Page excerpt —
"""
Storm in the ancient city of Kilkenny

kilkenny-castle

My weekly newsletter from Screenit.com this week told me that among the crop of new movies just released is one entitled The Dead Don’t Die. In its very brief snapshot of what the film is about it says: “Comedy/Horror: Residents of a small town must contend with a zombie outbreak.” My God, I said to myself, “That was quick. They’ve already made a movie about Friar Tom Ford’s shocking sermon to the people of Kilkenny.” Well, sorry. I know Kilkenny is not a small town. It is one of Ireland’s oldest and most beautiful cities, for a short time the seat of its parliament.

Closer examination of the new release of course assured me that this movie was not about Friar Tom, or the remarks he made about the state of our bodies after the death of grace in our souls, when afflicted by that sin which we appropriately call “mortal”. You probably have some hazy recollection of what all Christians once learned in their catechisms. The people who walked out of Fr. Tom’s church in disgust at his remarks may have forgotten that.

It struck me as a bit strange to recall that Dolores Riordan and the Cranberries had a worldwide hit a few decades ago when they said exactly the same thing about another kind of sinful activity indulged in and causing the mayhem that all sin causes in any country. Zombies was what they called those who surrendered the life of their souls to Irish Republican Army. Perhaps had Friar Tom set his words to music he might have been more effective in getting his point across. As it is he now just has everyone falling over backwards in outrage and his friends and superiors apologizing for him. He included a range of what Catholic moral teaching describes as objectively sinful behavior. One feels, of course, that his real sin was to include gay activity among these.
"""
Material supplied —
"""
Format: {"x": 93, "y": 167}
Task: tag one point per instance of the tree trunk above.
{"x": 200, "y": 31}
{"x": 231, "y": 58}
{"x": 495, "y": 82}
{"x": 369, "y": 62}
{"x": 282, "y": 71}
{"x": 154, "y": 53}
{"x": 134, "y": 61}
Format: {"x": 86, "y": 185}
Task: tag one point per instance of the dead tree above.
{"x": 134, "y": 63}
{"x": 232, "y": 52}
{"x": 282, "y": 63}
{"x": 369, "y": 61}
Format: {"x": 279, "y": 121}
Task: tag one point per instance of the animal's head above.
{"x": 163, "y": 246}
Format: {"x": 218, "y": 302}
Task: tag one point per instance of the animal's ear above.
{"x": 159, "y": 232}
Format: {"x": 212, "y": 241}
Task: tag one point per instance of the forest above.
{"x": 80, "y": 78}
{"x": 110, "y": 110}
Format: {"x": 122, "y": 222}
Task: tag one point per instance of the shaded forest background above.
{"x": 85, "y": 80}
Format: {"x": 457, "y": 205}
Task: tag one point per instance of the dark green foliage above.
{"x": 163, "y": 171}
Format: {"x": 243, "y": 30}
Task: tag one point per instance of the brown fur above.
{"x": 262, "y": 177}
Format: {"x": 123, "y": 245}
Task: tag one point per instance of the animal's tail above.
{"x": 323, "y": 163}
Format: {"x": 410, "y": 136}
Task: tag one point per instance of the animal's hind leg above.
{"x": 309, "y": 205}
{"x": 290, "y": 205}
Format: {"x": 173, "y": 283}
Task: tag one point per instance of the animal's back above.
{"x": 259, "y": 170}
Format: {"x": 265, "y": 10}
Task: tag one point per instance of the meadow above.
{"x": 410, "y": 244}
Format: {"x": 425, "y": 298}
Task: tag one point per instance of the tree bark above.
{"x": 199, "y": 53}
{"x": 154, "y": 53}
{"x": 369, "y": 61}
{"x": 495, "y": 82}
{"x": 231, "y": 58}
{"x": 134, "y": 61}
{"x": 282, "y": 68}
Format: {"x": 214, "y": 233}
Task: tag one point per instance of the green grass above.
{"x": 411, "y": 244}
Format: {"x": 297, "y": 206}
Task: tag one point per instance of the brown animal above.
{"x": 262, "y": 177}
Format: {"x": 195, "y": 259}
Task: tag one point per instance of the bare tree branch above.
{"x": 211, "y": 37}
"""
Exercises —
• A. Answer these questions using the Kilkenny article.
(i) What is the title of the new movie mentioned in the newsletter?
(ii) What role did Kilkenny hold for a short time?
(iii) What did the Cranberries call those who surrendered the life of their souls to the Irish Republican Army?
• B. Name every website, film, band, and organization in the Kilkenny article.
• C. Do these statements agree with the Kilkenny article? Answer yes or no for each and quote the words that decide it.
(i) The writer receives the Screenit.com newsletter monthly.
(ii) The writer describes Kilkenny as a small town.
(iii) Friar Tom's friends and superiors are apologizing for him.

Per-task outputs —
• A.
(i) The Dead Don't Die
(ii) It was the seat of Ireland's parliament.
(iii) Zombies

• B. Screenit.com, The Dead Don't Die, the Cranberries, Irish Republican Army

• C.
(i) No: "My weekly newsletter from Screenit.com"
(ii) No: "I know Kilkenny is not a small town."
(iii) Yes: "his friends and superiors apologizing for him"